Das Einkommen war immer schmal. Die Weltwirtschaftskrise lag nicht
lange zurück. Das Leben war rau und von Walldorf- oder Montessori-
Schulen hörte man noch nichts. Kinder wurden als Erziehungsmaßnahme
nackt vor die Haustür verfrachtet, wenn sie nicht parierten. „Nackt
habe ich Dich auf die Welt gebracht. Und nackt sollst Du gehen, wenn
Du nicht hörst!“
Hitler
tat sein bestialisches Werk und veränderte die Welt meines Vaters
recht schnell und sehr einschneidend. Der Vater meines Vaters wurde
eingezogen und fiel bereits 1939 während des „Überfalls“ auf
Polen. Mein Vater wurde also im Alter von vier
Jahren Halbwaise. Seine Mutter verblieb
verwitwet mit zwei Mädchen und einem Sohn. Es gibt ein wunderbares
Photo meiner Großeltern, das zwei lachende schöne Menschen zeigt.
Perdú. Ich selbst habe auch die Mutter meines Vaters niemals
kennengelernt. Sie verstarb Jahre vor meiner Geburt. Ihr Leben hatten
andere für sie aufgezehrt.
Im Jahr 1941
überfiel Deutschland die Sowjetunion und die Familie meines Vaters
durfte die Segnungen der Deutschen Aggression von da an weidlich
weiterhin auskosten. Er selbst kam in die Schule.
Ich habe nicht die Phantasie, um mir den Unterschied seiner zur
Einschulung meines Sohnes 2011 ausmalen zu können. Mein Vater
erlebte die Kinderlandverschickung
und beendete seine Schullaufbahn schon 1950 mit einem
Volksschulabschluß.
Letzteres nagte sein ganzes Leben an ihm.
Als der Krieg im Jahr 1945
endete, da „hausten
die Russen“ in Berlin. Laichen
lagen in den Straßen. Die Schwestern waren gefährdet. Es gab damals
keine Supermärkte und die hatten auch nicht geöffnet. Ein
Zehnjähriger sollte
die Familie „als
Mann ernähren“! Und das
versuchte der Kleine! Laichen hatten Uhren.
In nicht ausgebombten Wohnungen gab es Buntmetall
zu holen. Das konnte man auf dem Schwarzmarkt „verhökern“.
Dafür mußte man nur
an den Regenrinnen die
Hausfassaden hochklettern: Quasi ein „Kinderspiel“!
Das konnte dem einen oder anderen Delinquenten auch mal zwei Wochen
Arrest einbringen. Mein Vater könnte also irgendwie sogar
„vorbestraft“ sein. Nicht irgendwie sondern definitiv erwarb sich
mein Papa den „Willen
zum Mehr“! Und dafür mußte er
schlau und wendig sein.
Mein Vater lernte, wie man
Geld durch
selbständige oder halbselbständige Arbeit verdient. „Flyer“
hektographieren, das war ein einträgliches Geschäft. Und es
erlaubte meinem Vater mit Deutscher Mark
in Ungarn einzukaufen.

_____

Aufgaben:
[1] Nennen Sie alle Jahreszahlen, die im Bericht über die Kindheit des Vaters vorkommen, in der Reihenfolge ihres Auftretens.
[2] Beantworten Sie anhand des Berichts über die Kindheit des Vaters die folgenden Fragen.
(a) Wie alt war der Vater, als er Halbwaise wurde?
(b) Mit welchem Abschluss beendete der Vater 1950 seine Schullaufbahn?
(c) In welchem Land konnte der Vater mit Deutscher Mark einkaufen?
[3] Setzen Sie den Bericht über die Kindheit des Vaters im selben Ton nach seinem letzten Satz fort.

Gespeicherte Daten:
_____

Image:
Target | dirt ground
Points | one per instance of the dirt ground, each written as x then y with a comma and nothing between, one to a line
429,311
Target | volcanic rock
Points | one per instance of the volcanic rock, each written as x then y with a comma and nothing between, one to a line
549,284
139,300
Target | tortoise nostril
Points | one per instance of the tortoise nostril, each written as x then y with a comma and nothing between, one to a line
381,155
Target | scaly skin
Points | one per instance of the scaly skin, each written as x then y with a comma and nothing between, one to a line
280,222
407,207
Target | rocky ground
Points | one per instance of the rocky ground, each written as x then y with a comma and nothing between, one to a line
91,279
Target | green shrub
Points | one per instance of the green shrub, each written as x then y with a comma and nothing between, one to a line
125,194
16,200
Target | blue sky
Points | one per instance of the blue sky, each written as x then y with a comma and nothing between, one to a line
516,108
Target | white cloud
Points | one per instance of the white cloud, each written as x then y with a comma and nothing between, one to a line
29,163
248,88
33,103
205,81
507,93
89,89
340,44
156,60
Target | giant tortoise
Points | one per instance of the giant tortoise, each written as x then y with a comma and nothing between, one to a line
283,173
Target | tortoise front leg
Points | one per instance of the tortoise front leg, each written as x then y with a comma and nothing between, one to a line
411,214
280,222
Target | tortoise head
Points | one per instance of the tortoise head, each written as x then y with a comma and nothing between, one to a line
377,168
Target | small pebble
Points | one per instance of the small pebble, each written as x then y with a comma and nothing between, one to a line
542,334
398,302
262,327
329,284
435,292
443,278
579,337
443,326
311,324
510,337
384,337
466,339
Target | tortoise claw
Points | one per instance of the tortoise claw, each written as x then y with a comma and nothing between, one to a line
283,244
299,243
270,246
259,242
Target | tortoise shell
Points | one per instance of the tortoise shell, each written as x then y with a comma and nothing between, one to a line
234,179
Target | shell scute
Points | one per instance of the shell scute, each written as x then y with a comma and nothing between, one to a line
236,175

_____

Ergebnisse der Übung:
[1] 1939, 1941, 2011, 1950, 1945

[2]
(a) Vier Jahre.
(b) Mit einem Volksschulabschluß.
(c) In Ungarn.

[3]
Klamotten, Schuhe, weiß der Geier … Ich selbst habe in den 80er
Jahren als Teenager der Neuen Deutschen Welle nur allzu gerne seinen
Wildledermantel, seine Wildlederjacke oder (mit Schmerzen) seine
Wildlederschuhe aufgetragen. Ärmel zu kurz? Wen schert’s?
Ab den 1960er
Jahren lebte mein Vater das Wirtschaftswunder.
„Arbeit gab es
überall. Wenn Du irgendwo weggehen wolltest, dann nahm Dich gleich
die nächste Firma!“ Das mag
sein! Aber, mein Vater war zudem halt schlau! Und fleißig! Und
umtriebig! „Wirbel
– Willi“ war sein Spitzname!
Und man braucht auch mal eine Nase für die Zukunft! Also drängte
seine Nase ihn in die Welt der Datenverarbeitung.
Mein Vater fing mit
Lochkarten an und
begleitete die Computerisierung der Deutschen Wirtschaft bis hin zum
Einsatz von CRM – Systemen!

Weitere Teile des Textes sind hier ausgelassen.